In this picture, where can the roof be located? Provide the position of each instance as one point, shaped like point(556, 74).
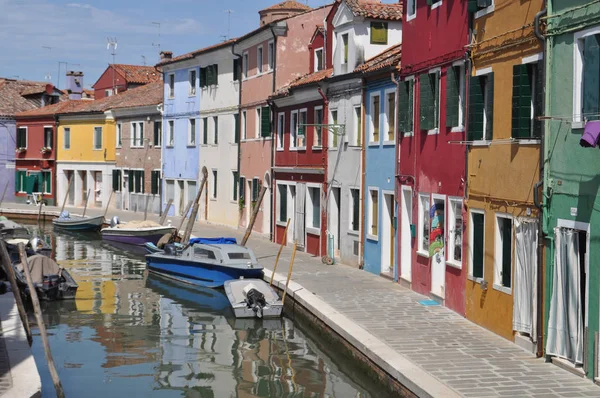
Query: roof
point(287, 5)
point(305, 80)
point(389, 58)
point(375, 9)
point(196, 52)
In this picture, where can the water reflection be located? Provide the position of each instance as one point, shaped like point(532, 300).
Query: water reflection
point(130, 333)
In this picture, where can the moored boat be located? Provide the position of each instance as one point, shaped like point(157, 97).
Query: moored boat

--- --- ---

[Aim of the exercise] Pictures are not part of the copy. Restate everything else in the listing word for word.

[Solution for this problem]
In this picture, where can the roof be located? Provide the position of each instance as one point, shaped like point(556, 74).
Query: roof
point(287, 5)
point(305, 80)
point(389, 58)
point(375, 9)
point(196, 52)
In this picture, where can the water reflection be located? Provide the position of each instance as one point, shaped like point(532, 300).
Query: water reflection
point(130, 333)
In this picture, where can the moored boat be located? Provide the position of each instance as one point, shaped like point(157, 97).
Query: moored boat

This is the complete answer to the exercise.